◆ **Task**
Print all of the rows below word for word, leaving every line unchanged.

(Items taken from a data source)
-- -- --

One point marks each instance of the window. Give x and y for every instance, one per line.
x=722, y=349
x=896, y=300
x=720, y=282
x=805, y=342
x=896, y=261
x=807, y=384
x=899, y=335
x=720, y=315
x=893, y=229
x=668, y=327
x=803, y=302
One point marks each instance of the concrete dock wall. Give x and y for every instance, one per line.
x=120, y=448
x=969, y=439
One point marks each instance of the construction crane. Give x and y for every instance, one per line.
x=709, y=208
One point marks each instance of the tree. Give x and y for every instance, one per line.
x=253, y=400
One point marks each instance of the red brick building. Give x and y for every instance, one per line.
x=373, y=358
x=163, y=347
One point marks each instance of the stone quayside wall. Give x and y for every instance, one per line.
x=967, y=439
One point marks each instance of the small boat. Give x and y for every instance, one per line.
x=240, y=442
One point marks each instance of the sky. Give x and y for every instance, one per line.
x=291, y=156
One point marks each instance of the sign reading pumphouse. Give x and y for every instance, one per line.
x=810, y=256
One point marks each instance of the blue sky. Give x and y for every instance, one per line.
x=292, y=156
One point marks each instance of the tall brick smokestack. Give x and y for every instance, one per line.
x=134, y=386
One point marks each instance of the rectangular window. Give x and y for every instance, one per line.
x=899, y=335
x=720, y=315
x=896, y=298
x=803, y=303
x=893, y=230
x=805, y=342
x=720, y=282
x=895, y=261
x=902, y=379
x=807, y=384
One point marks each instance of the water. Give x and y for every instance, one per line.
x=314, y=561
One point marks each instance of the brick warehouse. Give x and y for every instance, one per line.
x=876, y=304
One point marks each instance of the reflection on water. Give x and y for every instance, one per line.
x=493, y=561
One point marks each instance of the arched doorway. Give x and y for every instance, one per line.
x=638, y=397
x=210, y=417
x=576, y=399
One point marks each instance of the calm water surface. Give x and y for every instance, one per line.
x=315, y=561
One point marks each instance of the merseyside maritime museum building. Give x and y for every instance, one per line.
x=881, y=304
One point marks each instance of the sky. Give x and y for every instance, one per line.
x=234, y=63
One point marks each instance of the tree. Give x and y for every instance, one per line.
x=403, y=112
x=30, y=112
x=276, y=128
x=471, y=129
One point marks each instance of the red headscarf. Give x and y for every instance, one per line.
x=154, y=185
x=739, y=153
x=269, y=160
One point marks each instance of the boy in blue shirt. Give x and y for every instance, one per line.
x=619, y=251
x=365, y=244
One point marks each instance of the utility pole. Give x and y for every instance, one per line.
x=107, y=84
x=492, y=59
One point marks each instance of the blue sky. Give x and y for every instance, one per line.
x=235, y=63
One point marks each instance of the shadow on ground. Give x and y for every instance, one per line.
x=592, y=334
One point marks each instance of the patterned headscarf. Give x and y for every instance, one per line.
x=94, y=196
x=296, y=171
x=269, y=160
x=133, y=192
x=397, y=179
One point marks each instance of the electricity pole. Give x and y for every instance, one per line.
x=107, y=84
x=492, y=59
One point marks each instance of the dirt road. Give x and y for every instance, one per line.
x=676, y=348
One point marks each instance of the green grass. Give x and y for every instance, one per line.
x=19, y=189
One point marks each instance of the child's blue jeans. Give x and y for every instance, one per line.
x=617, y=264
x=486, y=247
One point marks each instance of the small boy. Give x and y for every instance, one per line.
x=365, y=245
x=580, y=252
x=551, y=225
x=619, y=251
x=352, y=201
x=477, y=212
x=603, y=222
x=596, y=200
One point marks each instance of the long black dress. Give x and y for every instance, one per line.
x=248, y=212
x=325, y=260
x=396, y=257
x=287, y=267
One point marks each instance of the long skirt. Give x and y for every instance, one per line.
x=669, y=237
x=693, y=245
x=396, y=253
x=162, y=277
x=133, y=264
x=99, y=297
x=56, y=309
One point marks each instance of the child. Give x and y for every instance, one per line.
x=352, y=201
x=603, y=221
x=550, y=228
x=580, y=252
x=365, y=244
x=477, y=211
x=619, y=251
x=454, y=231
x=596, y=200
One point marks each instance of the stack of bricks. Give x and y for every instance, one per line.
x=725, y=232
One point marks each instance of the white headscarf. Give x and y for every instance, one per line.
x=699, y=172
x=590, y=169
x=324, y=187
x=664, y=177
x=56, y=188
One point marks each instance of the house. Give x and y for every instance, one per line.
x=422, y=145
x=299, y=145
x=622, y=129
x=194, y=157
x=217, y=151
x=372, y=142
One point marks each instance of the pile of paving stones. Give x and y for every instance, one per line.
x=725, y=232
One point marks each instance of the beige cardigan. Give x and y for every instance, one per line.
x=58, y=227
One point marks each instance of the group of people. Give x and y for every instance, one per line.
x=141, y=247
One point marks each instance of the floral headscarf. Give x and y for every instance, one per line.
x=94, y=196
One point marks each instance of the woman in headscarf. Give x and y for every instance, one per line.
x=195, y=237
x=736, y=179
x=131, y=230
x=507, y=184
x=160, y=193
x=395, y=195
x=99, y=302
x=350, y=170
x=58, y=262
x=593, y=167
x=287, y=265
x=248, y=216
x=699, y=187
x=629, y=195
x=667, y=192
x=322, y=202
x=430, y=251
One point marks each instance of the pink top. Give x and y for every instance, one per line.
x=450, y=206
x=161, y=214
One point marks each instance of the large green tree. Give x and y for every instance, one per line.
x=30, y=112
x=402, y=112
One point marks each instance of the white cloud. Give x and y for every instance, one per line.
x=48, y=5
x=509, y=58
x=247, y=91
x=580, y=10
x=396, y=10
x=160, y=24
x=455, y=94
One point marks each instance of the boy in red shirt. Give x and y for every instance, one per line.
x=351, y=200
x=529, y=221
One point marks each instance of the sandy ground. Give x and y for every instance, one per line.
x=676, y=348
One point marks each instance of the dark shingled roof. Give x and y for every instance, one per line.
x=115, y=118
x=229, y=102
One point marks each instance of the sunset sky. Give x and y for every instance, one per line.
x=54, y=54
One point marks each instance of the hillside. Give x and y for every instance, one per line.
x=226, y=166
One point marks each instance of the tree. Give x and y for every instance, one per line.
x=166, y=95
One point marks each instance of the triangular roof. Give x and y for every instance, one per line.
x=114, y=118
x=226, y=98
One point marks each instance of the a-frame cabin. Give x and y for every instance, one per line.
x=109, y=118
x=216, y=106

-- -- --

◆ **Task output**
One point marks each instance of the window. Give x and y for every instance, one per line.
x=722, y=349
x=896, y=300
x=720, y=282
x=805, y=342
x=896, y=261
x=807, y=384
x=899, y=335
x=720, y=315
x=893, y=229
x=668, y=327
x=803, y=302
One point marks each instance of the concrete dock wall. Give x and y for every instance, one per line.
x=120, y=448
x=969, y=439
One point marks each instance of the construction crane. Give x and y for every instance, one per line.
x=709, y=208
One point marks each instance of the tree. Give x and y for every instance, one per line.
x=253, y=400
One point marks each instance of the red brick building. Give x and y for every instance, one per line.
x=373, y=358
x=163, y=347
One point marks each instance of the stone quayside wall. Give x and y for every instance, one per line.
x=967, y=439
One point marks each instance of the small boat. Give x and y for every instance, one per line.
x=240, y=442
One point marks each instance of the sky. Give x and y for every instance, one per line.
x=291, y=156
One point marks each instance of the sign reading pumphouse. Give x and y for every instance, one per line.
x=810, y=256
One point marks each instance of the blue sky. Give x and y for every instance, one per line.
x=292, y=156
One point marks each instance of the tall brick smokestack. Give x and y for every instance, one per line.
x=134, y=386
One point marks each instance of the rectangular window. Give x and y for every instance, one per line.
x=899, y=335
x=720, y=315
x=896, y=298
x=803, y=303
x=893, y=230
x=805, y=342
x=720, y=282
x=895, y=261
x=902, y=379
x=807, y=384
One point marks each instance of the water. Give x and y for every instance, one per line.
x=314, y=561
One point marks each instance of the brick warehouse. Give x and y for every instance, one per line.
x=876, y=304
One point marks each instance of the reflection on water. Give x and y for every instance, one per line.
x=493, y=561
One point marks each instance of the arched doorway. Give x and y for every instance, one per line.
x=638, y=397
x=210, y=417
x=576, y=399
One point marks each instance of the calm water surface. Give x and y for every instance, one per line.
x=315, y=561
One point marks each instance of the merseyside maritime museum building. Give x and y for every instance, one per line.
x=881, y=304
One point marks each instance of the sky. Give x and y for every instance, one per line.
x=234, y=63
One point marks each instance of the tree. Give x and y for every instance, one per line.
x=403, y=112
x=30, y=112
x=276, y=128
x=471, y=129
One point marks each instance of the red headscarf. Give x and y for every instance, one per line.
x=154, y=185
x=739, y=153
x=269, y=160
One point marks each instance of the boy in blue shirt. Give x and y for every instance, one per line.
x=619, y=251
x=365, y=244
One point marks each instance of the utility pole. Give x and y for every instance, one per line.
x=107, y=84
x=492, y=59
One point marks each instance of the blue sky. Give x and y for every instance, one per line.
x=235, y=63
One point marks each instance of the shadow on ground. Give x and y for every instance, one per line.
x=592, y=334
One point marks each instance of the patterned headscarf. Give x and y for every instance, one per line.
x=94, y=196
x=296, y=171
x=269, y=160
x=133, y=192
x=397, y=179
One point marks each instance of the electricity pole. Give x and y for every instance, one per line.
x=107, y=84
x=492, y=59
One point marks each instance of the dirt road. Give x and y for every instance, one per line.
x=676, y=348
One point marks each instance of the green grass. Give x and y for every instance, one per line.
x=19, y=189
One point marks each instance of the child's blue jeans. Give x and y for every instance, one per line.
x=617, y=264
x=486, y=247
One point marks each instance of the small boy. Give x and y for every instance, one per line.
x=365, y=245
x=580, y=252
x=551, y=225
x=619, y=251
x=352, y=201
x=477, y=212
x=603, y=222
x=596, y=200
One point marks each instance of the long black dress. Give x and y for every instance, one per line.
x=248, y=212
x=325, y=260
x=396, y=257
x=287, y=267
One point marks each instance of the long skirt. Give x and y for every instance, one per line.
x=669, y=237
x=693, y=245
x=396, y=253
x=162, y=277
x=133, y=264
x=99, y=297
x=56, y=309
One point marks each instance of the child. Give x and y for every instance, one per line.
x=352, y=201
x=603, y=221
x=550, y=228
x=580, y=252
x=365, y=244
x=477, y=211
x=619, y=251
x=454, y=231
x=596, y=200
One point marks each instance of the stack of bricks. Give x and y for every instance, one per line.
x=725, y=232
One point marks each instance of the white headscarf. Give x and y for every instance, one per line.
x=699, y=172
x=590, y=169
x=324, y=187
x=664, y=177
x=56, y=188
One point marks each instance of the house. Give x and y for every instance, one per line.
x=422, y=145
x=299, y=145
x=622, y=129
x=194, y=157
x=217, y=151
x=372, y=142
One point marks each instance of the pile of paving stones. Give x and y for every instance, one per line.
x=725, y=232
One point marks each instance of the beige cardigan. Give x and y for every instance, one per line.
x=58, y=227
One point marks each instance of the group of people. Give x and y for every instance, one per line.
x=141, y=247
One point marks each instance of the floral headscarf. Give x and y for every instance, one per line.
x=94, y=196
One point marks each instance of the woman in headscarf. Give x and y for every instance, one per line.
x=195, y=237
x=736, y=179
x=131, y=230
x=507, y=184
x=160, y=193
x=395, y=195
x=99, y=302
x=350, y=170
x=58, y=262
x=593, y=167
x=287, y=265
x=248, y=216
x=699, y=187
x=629, y=195
x=667, y=192
x=322, y=202
x=430, y=251
One point marks each instance of the pink top. Give x and y for every instance, one per line.
x=450, y=206
x=161, y=214
One point marks each instance of the large green tree. Give x and y for every instance, one per line.
x=30, y=112
x=402, y=112
One point marks each instance of the white cloud. Give x and y for every instance, one per line.
x=48, y=5
x=509, y=58
x=247, y=91
x=580, y=10
x=396, y=10
x=160, y=24
x=455, y=94
One point marks each instance of the boy in red shirt. Give x and y for every instance, one per line.
x=351, y=200
x=529, y=221
One point marks each instance of the sandy ground. Give x and y for every instance, one per line.
x=676, y=348
One point marks each instance of the dark shingled roof. Give x and y for every instance, one per line.
x=115, y=118
x=229, y=102
One point marks each instance of the sunset sky. Give x and y for every instance, one per line.
x=54, y=54
One point marks each instance of the hillside. Give x and y for every instance, one per line.
x=226, y=166
One point marks each instance of the tree. Give x and y for every instance, one per line.
x=166, y=95
One point marks each instance of the triangular roof. Give x and y for every instance, one per line.
x=114, y=118
x=226, y=98
One point marks each instance of the a-frame cabin. Give x and y for every instance, one per line.
x=109, y=118
x=216, y=106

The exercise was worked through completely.